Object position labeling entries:
○ ○ ○ ○ ○ ○ ○
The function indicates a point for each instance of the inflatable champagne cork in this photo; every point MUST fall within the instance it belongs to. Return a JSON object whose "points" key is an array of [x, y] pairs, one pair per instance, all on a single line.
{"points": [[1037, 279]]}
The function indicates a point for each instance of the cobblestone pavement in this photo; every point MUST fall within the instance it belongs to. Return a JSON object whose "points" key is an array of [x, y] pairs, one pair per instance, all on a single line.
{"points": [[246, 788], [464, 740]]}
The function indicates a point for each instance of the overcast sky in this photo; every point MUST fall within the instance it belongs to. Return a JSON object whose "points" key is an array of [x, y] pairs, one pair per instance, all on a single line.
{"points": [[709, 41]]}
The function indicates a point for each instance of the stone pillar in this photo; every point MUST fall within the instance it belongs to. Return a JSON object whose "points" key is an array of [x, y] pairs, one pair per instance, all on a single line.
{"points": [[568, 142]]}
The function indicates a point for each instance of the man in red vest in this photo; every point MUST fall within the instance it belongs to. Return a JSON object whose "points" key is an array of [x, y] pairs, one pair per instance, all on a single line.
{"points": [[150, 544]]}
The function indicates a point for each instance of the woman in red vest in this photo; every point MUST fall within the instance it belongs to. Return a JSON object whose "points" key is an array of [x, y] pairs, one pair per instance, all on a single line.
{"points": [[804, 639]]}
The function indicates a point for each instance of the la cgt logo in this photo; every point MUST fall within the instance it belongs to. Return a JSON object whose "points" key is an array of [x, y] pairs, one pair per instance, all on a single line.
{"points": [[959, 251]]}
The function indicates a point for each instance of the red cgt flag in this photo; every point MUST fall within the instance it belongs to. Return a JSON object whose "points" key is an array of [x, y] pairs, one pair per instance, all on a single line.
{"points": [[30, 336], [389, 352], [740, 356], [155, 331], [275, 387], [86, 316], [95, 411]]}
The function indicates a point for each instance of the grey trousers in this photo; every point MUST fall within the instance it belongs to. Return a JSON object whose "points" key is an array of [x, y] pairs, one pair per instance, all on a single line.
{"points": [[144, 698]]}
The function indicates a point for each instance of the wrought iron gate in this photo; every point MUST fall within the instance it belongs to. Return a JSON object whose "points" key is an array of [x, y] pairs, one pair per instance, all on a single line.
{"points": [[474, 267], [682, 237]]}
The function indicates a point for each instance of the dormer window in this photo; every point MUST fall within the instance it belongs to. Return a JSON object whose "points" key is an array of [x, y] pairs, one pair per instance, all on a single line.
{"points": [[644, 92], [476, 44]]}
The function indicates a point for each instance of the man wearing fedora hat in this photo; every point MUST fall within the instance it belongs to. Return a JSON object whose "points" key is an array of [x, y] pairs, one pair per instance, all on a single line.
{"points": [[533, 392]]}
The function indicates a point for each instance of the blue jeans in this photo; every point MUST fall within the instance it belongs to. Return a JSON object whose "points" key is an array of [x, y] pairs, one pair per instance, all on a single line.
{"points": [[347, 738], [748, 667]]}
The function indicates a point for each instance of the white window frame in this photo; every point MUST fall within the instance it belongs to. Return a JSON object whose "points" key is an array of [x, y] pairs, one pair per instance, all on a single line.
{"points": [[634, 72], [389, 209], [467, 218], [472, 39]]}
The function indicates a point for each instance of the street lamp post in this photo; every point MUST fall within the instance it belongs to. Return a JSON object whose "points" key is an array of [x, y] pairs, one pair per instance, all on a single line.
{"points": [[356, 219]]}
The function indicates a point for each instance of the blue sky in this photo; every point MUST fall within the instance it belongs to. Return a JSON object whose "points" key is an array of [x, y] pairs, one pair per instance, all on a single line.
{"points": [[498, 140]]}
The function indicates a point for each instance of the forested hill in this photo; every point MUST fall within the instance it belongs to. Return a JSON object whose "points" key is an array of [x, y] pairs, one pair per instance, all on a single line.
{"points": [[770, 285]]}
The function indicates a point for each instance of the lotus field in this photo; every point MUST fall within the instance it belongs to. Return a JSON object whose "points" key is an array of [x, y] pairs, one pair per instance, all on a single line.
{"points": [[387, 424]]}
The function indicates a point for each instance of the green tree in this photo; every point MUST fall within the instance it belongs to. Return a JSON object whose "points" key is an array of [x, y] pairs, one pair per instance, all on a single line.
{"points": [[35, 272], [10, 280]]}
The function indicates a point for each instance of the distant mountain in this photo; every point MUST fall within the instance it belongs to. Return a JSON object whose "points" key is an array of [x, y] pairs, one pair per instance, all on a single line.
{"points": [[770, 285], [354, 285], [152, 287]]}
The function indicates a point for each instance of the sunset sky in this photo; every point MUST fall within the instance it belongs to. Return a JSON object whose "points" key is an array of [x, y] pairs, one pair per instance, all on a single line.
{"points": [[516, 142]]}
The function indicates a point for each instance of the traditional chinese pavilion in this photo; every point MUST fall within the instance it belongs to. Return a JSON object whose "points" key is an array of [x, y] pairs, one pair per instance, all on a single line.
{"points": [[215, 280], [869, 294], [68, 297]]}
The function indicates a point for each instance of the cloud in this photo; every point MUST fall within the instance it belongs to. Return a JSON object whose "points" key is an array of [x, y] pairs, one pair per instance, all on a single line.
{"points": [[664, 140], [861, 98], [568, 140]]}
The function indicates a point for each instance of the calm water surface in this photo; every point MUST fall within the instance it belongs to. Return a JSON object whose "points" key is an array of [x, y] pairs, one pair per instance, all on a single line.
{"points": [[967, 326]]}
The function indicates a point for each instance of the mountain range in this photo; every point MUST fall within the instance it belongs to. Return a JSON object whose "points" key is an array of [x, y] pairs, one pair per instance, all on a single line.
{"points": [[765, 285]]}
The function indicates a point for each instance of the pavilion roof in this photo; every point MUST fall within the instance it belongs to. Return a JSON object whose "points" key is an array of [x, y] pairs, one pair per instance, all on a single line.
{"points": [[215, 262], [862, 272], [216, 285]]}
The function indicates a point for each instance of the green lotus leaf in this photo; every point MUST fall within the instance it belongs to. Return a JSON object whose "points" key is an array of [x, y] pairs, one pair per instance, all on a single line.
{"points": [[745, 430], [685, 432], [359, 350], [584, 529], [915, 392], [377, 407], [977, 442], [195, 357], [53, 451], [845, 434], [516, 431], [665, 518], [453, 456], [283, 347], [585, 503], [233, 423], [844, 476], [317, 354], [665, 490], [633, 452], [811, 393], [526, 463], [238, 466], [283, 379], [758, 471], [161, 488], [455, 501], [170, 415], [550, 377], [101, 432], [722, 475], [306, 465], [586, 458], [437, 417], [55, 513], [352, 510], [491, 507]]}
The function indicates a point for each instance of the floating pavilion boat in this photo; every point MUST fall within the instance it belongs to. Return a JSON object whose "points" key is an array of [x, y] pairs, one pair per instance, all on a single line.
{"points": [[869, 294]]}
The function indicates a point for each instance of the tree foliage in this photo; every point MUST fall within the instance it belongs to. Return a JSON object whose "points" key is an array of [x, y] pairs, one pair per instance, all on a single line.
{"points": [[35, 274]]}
○ ○ ○ ○ ○ ○ ○
## What to produce
Repeat the material above exactly.

## Complete answer
The function indicates a point for each instance of the inflatable champagne cork in this photo; every point MUST fall within the instance it belongs to. Return a JSON object whose "points" key is an array of [x, y] pairs, one pair per instance, all on a single line.
{"points": [[1037, 279]]}
The function indicates a point for each instance of the cobblestone pavement in this photo; every point MUST fall within the instance it belongs to. Return a JSON object whose "points" key is an array of [x, y] pairs, one pair per instance, all on a single line.
{"points": [[246, 788], [464, 740]]}
The function indicates a point for each instance of the overcast sky in this photo; every point MUST fall within the instance it belongs to. Return a JSON object whose "points" key is an array of [x, y] pairs, one pair per instance, all on a single line.
{"points": [[709, 41]]}
The function indicates a point for each instance of the stone pillar in this photo; every point MUST fall within the instance it belongs to. Return a JSON object whose "points" key is an array of [x, y] pairs, one pair per instance, all on a single line.
{"points": [[568, 142]]}
The function indicates a point for each instance of the man in red vest in this photo; every point MUST fall within the instance it belongs to. Return a JSON object whose "points" key is an array of [x, y] pairs, one pair per instance, all on a single line.
{"points": [[150, 544]]}
The function indicates a point for each instance of the woman in red vest in this photo; every point MUST fall within the instance it belongs to. Return a JSON object whose "points" key is an array of [x, y] pairs, one pair per instance, all on a single line.
{"points": [[804, 639]]}
The function indicates a point for each instance of the la cgt logo in this photo; every point MUST fall within the instance it belongs to. Return a JSON object whose "points" key is an array of [x, y] pairs, one pair per instance, all on a single line.
{"points": [[959, 251]]}
The function indicates a point for each instance of the red cgt flag in this photo; every point MUST fall within the instance it belongs to. Return a JSON object whose "points" key is an array of [x, y] pairs, one pair per instance, all on a single line.
{"points": [[30, 336], [389, 352], [740, 356], [155, 331], [275, 387], [86, 316], [95, 411]]}
The function indicates a point for each instance of the grey trousers in this photo; every point MUST fall within the instance it belongs to. Return a JSON object whose "points" key is an array of [x, y] pairs, one pair per instance, all on a single line.
{"points": [[144, 698]]}
The function indicates a point for each instance of the wrought iron gate in this photo; every point MUST fall within the instance it belongs to. Return a JSON object whose "points" key is an array of [x, y] pairs, one pair per instance, all on a single line.
{"points": [[474, 267], [682, 237]]}
The function indicates a point for each instance of the dormer window in this photo; every point MUST fall within the instance it belongs to. Return a JSON object whose "points" key is an array of [x, y] pairs, one pair per instance, all on a single line.
{"points": [[644, 92], [476, 44]]}
The function indicates a point for each instance of the man wearing fedora hat in this photo; every point MUST fall within the instance it belongs to. Return a JSON object whose "points" key is an array of [x, y] pairs, one pair per instance, all on a single line.
{"points": [[533, 392]]}
The function indicates a point for each instance of the blue jeans in this photo; every point MUST fall within the instance it belongs to. Return a JSON object whose "points" key is an array of [x, y] pairs, one pair per instance, all on a single line.
{"points": [[347, 738], [748, 667]]}
The function indicates a point for each instance of the white window frame in this photo; every point MUST fall within the instance it belongs to. Return a JSON object whose "points" key is an array of [x, y] pairs, one pair per instance, all on a single line.
{"points": [[634, 72], [389, 209], [467, 218], [472, 39]]}
The function indicates a point for each instance of the street lamp post in this photo; every point MUST fall within the instance it belongs to. Return a JSON object whose "points" key is an array of [x, y] pairs, one pair per instance, all on a single line.
{"points": [[356, 219]]}
The function indicates a point for each instance of the blue sky in this photo; every point MUST fall within the instance it belongs to. Return a JSON object whose "points" key is an array of [x, y] pairs, one pair per instance, all on a single line.
{"points": [[498, 140]]}
The function indicates a point for each instance of the forested hill in this photo; every point MUST fall within the instance it belongs to. Return a JSON object whose "points" key is an array of [x, y] pairs, one pair per instance, all on a single line.
{"points": [[770, 285]]}
The function indicates a point for each instance of the lotus field in this photo; every point MUST fall within the instance it belongs to. Return a JSON object whose "points" key is an array of [x, y] pairs, one pair per instance, all on a single line.
{"points": [[387, 424]]}
The function indicates a point for each instance of the green tree in this photo; every point MUST fall within the instance it belongs to. Return a JSON object whose "points" key is an array of [x, y] pairs, one pair per instance, all on a single line.
{"points": [[35, 272], [10, 280]]}
The function indicates a point for each instance of the distant mountain in this photo; every point MUST fall within the instance it belongs to. Return a JSON object whose "points" key is an array of [x, y] pairs, one pair per instance, all on a single line.
{"points": [[770, 285], [354, 285], [152, 287]]}
The function indicates a point for each instance of the sunset sky in this photo; every point MUST fall within the instance it belongs to. Return a JSON object whose "points" key is an array of [x, y] pairs, one pair per instance, all on a single line.
{"points": [[516, 142]]}
The function indicates a point for each instance of the traditional chinese pavilion in this photo; every point MUST fall within the instance it belongs to. Return a JSON object whose "points" key is an array of [x, y] pairs, one pair per instance, all on a single line.
{"points": [[215, 280], [869, 294], [68, 297]]}
The function indicates a point for each instance of the cloud in this photo; every point MUST fall within the instance it belongs to. Return a JSON object whose "points" key is an array of [x, y] pairs, one pair per instance, all on a single line.
{"points": [[664, 140], [861, 98], [568, 140]]}
The function indicates a point for each instance of the calm water surface in this photo; every point MUST fall within the instance it belongs to. Return a JSON object whose "points" key is an array of [x, y] pairs, one pair per instance, all on a single line.
{"points": [[967, 326]]}
The function indicates a point for each instance of the mountain range in this photo; every point MUST fall within the instance it belongs to. Return a JSON object whose "points" key is an array of [x, y] pairs, one pair per instance, all on a single line.
{"points": [[765, 285]]}
The function indicates a point for each instance of the pavilion roof in this photo; every point MUST fall within the instance it belongs to. Return a JSON object whose "points" key is an array of [x, y] pairs, one pair per instance, all on a single line.
{"points": [[215, 262], [862, 272], [216, 285]]}
The function indicates a point for each instance of the green lotus leaf in this photo; every point MUST fall within the instance it belongs to. Return a JSON object whose "points" key is an array of [x, y] pairs, one pair per instance, all on a single line.
{"points": [[745, 430], [685, 432], [359, 350], [584, 529], [915, 392], [377, 407], [977, 442], [195, 357], [53, 451], [845, 434], [516, 431], [665, 518], [453, 456], [283, 347], [585, 503], [233, 423], [844, 476], [317, 354], [665, 490], [633, 452], [811, 393], [526, 463], [238, 466], [283, 379], [758, 471], [161, 488], [455, 501], [170, 415], [550, 377], [101, 432], [722, 475], [306, 465], [586, 458], [437, 417], [55, 513], [352, 510], [491, 507]]}
The function indicates a point for each instance of the floating pavilion boat in this photo; every point MUST fall within the instance it belongs to. Return a JSON object whose "points" key is an array of [x, y] pairs, one pair per instance, all on a single line.
{"points": [[869, 294]]}
The function indicates a point for each instance of the tree foliage in this photo; every point MUST fall within the instance it belongs to. Return a JSON object whose "points" key is an array of [x, y] pairs, one pair per instance, all on a single line.
{"points": [[35, 274]]}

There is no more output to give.